TCW Artificial Intelligence ETF (AIFD)
TCW Artificial Intelligence ETF (AIFD) is an actively managed fund that invests in companies positioned to capture the economic value created by artificial intelligence. Unlike a passive index fund that holds a fixed, rules-based list of stocks, AIFD is managed by TCW Group’s investment team, which selects holdings based on a forward-looking thesis about which companies will benefit most from the AI wave. The fund trades on the NASDAQ as AIFD and represents one of several ETF attempts to package AI exposure in a format that individual investors and advisors can purchase without having to pick individual stocks.
The rise of AI-focused investing
Five years ago, AI was a specialized topic in technology, interesting to researchers and chip makers but not something that shaped broad equity portfolios. That began to change with the emergence of large language models and the visible adoption of generative AI tools by millions of consumers and enterprises. Suddenly, questions about AI shifted from “Is this real?” to “How much is it worth?” and “Who profits?”
TCW’s response was to create a fund with the explicit mandate to identify and hold the companies they believed would be the primary beneficiaries of AI adoption. This was not a simple task, because AI benefits are distributed across an enormous supply chain: semiconductor makers that produce the chips used to train models, software companies that build AI applications, cloud providers that rent computing power, companies that integrate AI into existing products, and enterprises that buy and deploy AI tools to improve their operations. There is no single “AI stock” — rather, there are dozens of companies with varying degrees of exposure to the AI trend.

## Recorded information
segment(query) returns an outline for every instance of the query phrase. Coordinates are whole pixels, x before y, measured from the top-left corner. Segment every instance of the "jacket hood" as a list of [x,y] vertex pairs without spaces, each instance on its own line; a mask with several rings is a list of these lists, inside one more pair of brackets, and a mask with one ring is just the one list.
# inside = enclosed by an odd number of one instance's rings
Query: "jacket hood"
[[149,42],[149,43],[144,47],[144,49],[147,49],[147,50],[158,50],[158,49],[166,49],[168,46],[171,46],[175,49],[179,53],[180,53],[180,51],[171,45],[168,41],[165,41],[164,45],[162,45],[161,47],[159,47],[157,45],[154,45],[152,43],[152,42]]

## Exercises
1. Reproduce the stretch of the passage on the TCW Artificial Intelligence ETF from "TCW’s response was" through "the AI trend.".
2. Continue the passage on the TCW Artificial Intelligence ETF from the point where it stops.

## The responses
1.
TCW’s response was to create a fund with the explicit mandate to identify and hold the companies they believed would be the primary beneficiaries of AI adoption. This was not a simple task, because AI benefits are distributed across an enormous supply chain: semiconductor makers that produce the chips used to train models, software companies that build AI applications, cloud providers that rent computing power, companies that integrate AI into existing products, and enterprises that buy and deploy AI tools to improve their operations. There is no single “AI stock” — rather, there are dozens of companies with varying degrees of exposure to the AI trend.

2.
How AIFD selects its holdings
TCW’s process starts with identifying companies with meaningful exposure to AI across three broad categories. The first is AI infrastructure: companies that make the chips, build the data centers, or provide cloud computing resources that power AI systems. This includes semiconductor designers and manufacturers, as well as cloud-computing providers that rent computing power to train and run large language models. The second category is AI software and platforms: companies that build the tools, frameworks, and applications that allow other companies and developers to create AI products. This includes enterprise software vendors adding AI capabilities, as well as foundational AI software companies. The third is AI adoption: companies operating traditional businesses (financial services, healthcare, manufacturing, retail) that are using AI to improve their own operations or offerings and might see significant margin expansion or revenue acceleration as a result.
The fund typically holds 30 to 50 stocks, with weights roughly proportional to what the manager believes is the likelihood and magnitude of AI value creation. This means the largest holdings are often the largest, most liquid semiconductor and cloud stocks, alongside some enterprise software companies and smaller AI-focused specialists. The portfolio is tilted heavily toward large-cap and mega-cap names, simply because those are the companies with the capital and reach to capture the most value.
From launch to the present
AIFD was launched in response to investor demand for pure AI exposure at a moment when the AI narrative was dominant in markets. The fund arrived into an environment where retail investors were eager to bet on AI but were not sure exactly how to structure that bet. Some wanted semiconductors, some wanted cloud providers, some wanted software companies adding AI features, and some wanted exposure to all three. AIFD’s answer was to offer a managed, diversified basket across the entire AI supply chain, with active oversight designed to adjust as the AI landscape evolved.
Early in the fund’s life, holdings were concentrated heavily in the mega-cap semiconductor and cloud stocks that were most obvious as AI beneficiaries—companies that surged as AI demand became undeniable and the computational requirements of training large models became staggering. As the fund matured and AI adoption broadened, the manager had opportunities to add holdings in enterprise software, industrial companies using AI, and some smaller, more speculative AI-focused firms, seeking additional layers of return as the AI trend played out across different sectors.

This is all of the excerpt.